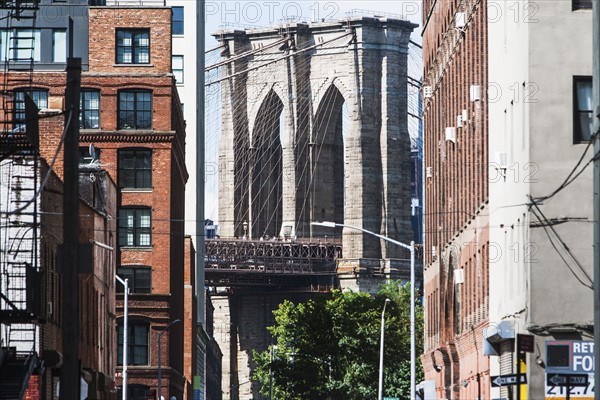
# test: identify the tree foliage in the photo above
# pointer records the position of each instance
(328, 348)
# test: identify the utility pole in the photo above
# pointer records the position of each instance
(596, 126)
(69, 378)
(199, 374)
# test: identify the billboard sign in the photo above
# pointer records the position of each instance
(569, 357)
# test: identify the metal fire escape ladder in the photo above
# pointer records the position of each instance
(20, 277)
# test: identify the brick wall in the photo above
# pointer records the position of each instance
(104, 22)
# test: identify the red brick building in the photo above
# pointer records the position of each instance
(136, 123)
(456, 197)
(131, 114)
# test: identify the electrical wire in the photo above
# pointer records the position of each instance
(541, 218)
(50, 169)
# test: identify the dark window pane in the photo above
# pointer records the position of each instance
(133, 46)
(86, 158)
(582, 109)
(582, 4)
(137, 337)
(177, 22)
(135, 110)
(135, 169)
(39, 97)
(135, 227)
(89, 104)
(139, 279)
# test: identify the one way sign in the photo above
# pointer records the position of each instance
(508, 380)
(571, 380)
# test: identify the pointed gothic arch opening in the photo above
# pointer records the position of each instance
(327, 154)
(266, 169)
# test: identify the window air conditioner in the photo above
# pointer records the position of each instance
(459, 20)
(451, 134)
(475, 92)
(427, 92)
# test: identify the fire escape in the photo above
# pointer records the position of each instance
(20, 275)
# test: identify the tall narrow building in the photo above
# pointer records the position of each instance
(508, 127)
(132, 138)
(455, 114)
(541, 195)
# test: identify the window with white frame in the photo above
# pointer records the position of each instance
(59, 45)
(135, 227)
(20, 45)
(133, 46)
(177, 66)
(582, 109)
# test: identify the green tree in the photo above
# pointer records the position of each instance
(329, 347)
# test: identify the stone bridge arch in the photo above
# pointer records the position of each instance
(360, 62)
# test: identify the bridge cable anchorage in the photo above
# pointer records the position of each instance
(283, 57)
(258, 155)
(242, 55)
(266, 159)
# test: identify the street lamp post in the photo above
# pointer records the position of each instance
(410, 247)
(125, 283)
(380, 391)
(159, 362)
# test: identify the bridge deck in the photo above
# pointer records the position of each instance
(272, 263)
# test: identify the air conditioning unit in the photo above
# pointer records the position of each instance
(475, 92)
(459, 20)
(459, 276)
(451, 134)
(427, 92)
(501, 159)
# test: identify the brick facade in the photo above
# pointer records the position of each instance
(165, 198)
(166, 140)
(456, 223)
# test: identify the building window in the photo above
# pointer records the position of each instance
(137, 343)
(139, 279)
(177, 21)
(20, 45)
(85, 157)
(89, 104)
(39, 97)
(133, 46)
(581, 4)
(59, 45)
(137, 392)
(177, 62)
(135, 169)
(135, 109)
(135, 227)
(582, 108)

__TO DO__
Please rescale the entries from the line containing "# test: identify the window with" through the end of the entries, both included. Reproduce every line, requests too, but multiply each coordinate in the answers by 1.45 and round it to a whole number, with halves rounded up.

__ANSWER TO THIS PROBLEM__
# test: identify the window with white frame in the photo above
# pointer records the position of each instance
(86, 65)
(196, 329)
(29, 65)
(193, 67)
(257, 96)
(844, 158)
# test: identify the green tree in the photo above
# pointer records the position of each instance
(477, 503)
# test: identify the stone bridge arch in the photo above
# pointer records the position of each instance
(522, 90)
# test: identify the bridge cable anchorage in the photo above
# pointer records the position of each instance
(410, 83)
(374, 225)
(351, 80)
(386, 231)
# test: identify the street lamp post in the photo above
# pointer records the position of each instance
(595, 358)
(181, 410)
(551, 567)
(231, 525)
# test: identify the bridge deck in the photo above
# pointer records the position of each instance
(394, 381)
# test: identify the air conditioning unit in the photo above
# pointer records the position of each instance
(689, 133)
(666, 29)
(666, 400)
(654, 194)
(619, 133)
(726, 231)
# test: identify the brick facade in the photo above
# pointer records the position of each instance
(239, 287)
(241, 203)
(661, 323)
# test: identify the building window in the photo above
# pointer records the position of each instance
(199, 497)
(202, 405)
(257, 30)
(29, 65)
(123, 228)
(129, 151)
(57, 141)
(193, 67)
(842, 6)
(86, 65)
(199, 568)
(257, 90)
(196, 245)
(196, 158)
(196, 329)
(844, 157)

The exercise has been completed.